**PASSAGE**
══════

8. Have we involved the people affected by this decision? 

9. Can we reach consensus?

      10. Have we considered the downstream effects of our decisions, considered all the risks?

      11. Have we considered how those risks and benefits are distributed amongst various stakeholders?

      12. Have we communicated the rationale behind our decision?

 

Teamwork defined

The organizations that are able to bounce back fastest are those with a healthy respect for all functions it takes to succeed—the strategic and the tactical—and acknowledge that they must all be done well to achieve that success. Open communication, not just from the CEO, but from a network of leaders throughout companies, is helping organizations to be nimbler and more responsive during this troubling time. 

Colleagues are acknowledging personal burdens to one another more openly. We may not be in the office together all day, but we know each other better perhaps, for the patience and tolerance we have had to move meetings, wait for people to care for their kids, or fumble with a new technology. 

We are cheering each other on, pausing and grieving when that is called for, adjusting for each other’s vulnerabilities, grateful for each other’s strengths and capabilities. People are working from a place of abundance, appreciating what each other can do, knowing when a colleague needs time to regroup.

Questions about trust and teamwork

13. How can we identify strengths?

14. How can we call on those strengths when we need them, without regard to job title?

15. Do the people on the frontline have what they need? If not, how can we support them?

 

How we work

Overnight, leaders can see how a climate of trust and mutual respect helps organizations thrive, by helping people thrive. You can’t micromanage someone working from home, or not working at all. Old habits have been broken. Let’s not fix them.

It turns out people can be enormously productive at home, even if their senses have been overloaded on Zoom. They are figuring out when to turn off the camera. Mute. Follow-up with a quick call. Leaders are citing an uptick in efficiency and improved communications.

══════

**RECORDED INFORMATION**

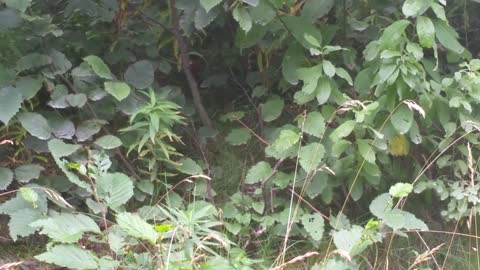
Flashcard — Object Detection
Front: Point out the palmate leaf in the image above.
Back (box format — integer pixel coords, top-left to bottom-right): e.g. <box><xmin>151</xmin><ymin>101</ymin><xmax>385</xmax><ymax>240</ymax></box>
<box><xmin>35</xmin><ymin>245</ymin><xmax>98</xmax><ymax>269</ymax></box>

══════

**PROBLEMS TO SOLVE**
1. In the passage on teamwork and remote work, condense the paragraph beginning "The organizations that are able to bounce back fastest" into a short bulleted list that keeps its main facts.
2. Extend the passage on teamwork and remote work, starting after its final sentence about efficiency and improved communications.

**EXERCISE RESPONSES**
1.
- The organizations that recover fastest respect every function needed to succeed, both strategic and tactical.
- They acknowledge that all of these functions must be done well to achieve success.
- Open communication from a network of leaders throughout companies, not only from the CEO, is helping organizations become nimbler and more responsive during this troubling time.

2.
Leaders are letting employees choose a schedule that works for them and discovering a commute practice that works better for the planet. If people can’t work from home, adjust the health and wage benefits to acknowledge this reduced flexibility. Environmental impact? What if working from home one to two days a week became the norm? Set times for collaboration and expectations for in-person work and let people design the rest of their workweek on their own. Lower stress in families reduces health care costs, supports mental health in children and parents, and keeps cars off the road. It’s a win.

Questions about control over work environment

16. How much time do we need to identify for collaboration?

17. What are the key deliverables for our business? How does each employee contribute to them?

18. What must be done in person? How do we make sure our time together in person accomplishes those things?

 

A system that is equitable

We can never un-see what we are seeing now. We see workplace injustice as clearly as we ever will. The people in essential jobs do not make enough money to care for themselves and their loved ones. If we want them to come to work for the rest of us, it is only fair that we treat them better—equip them safely to do their work and pay them enough to secure their families while they secure us.

Moral math has never been easier to compute. It’s too simple to calculate executive bonuses and determine how many jobs could be saved if those are forgone. How many more jobs could be created if they did not exist in the first place? Boards have a moral obligation to the long term viability of the companies they serve. By now, they must appreciate all that has been lost in the huge gap between the haves and the have nots in companies—the elite executive ranks and everyone else—and the growing unethical behavior in companies. 

Questions of fairness?

19. Does compensation offered take account of employee risks?

20. Am I asking people to do something I am not willing to do myself (work without healthcare, proper protection, inadequate pay)?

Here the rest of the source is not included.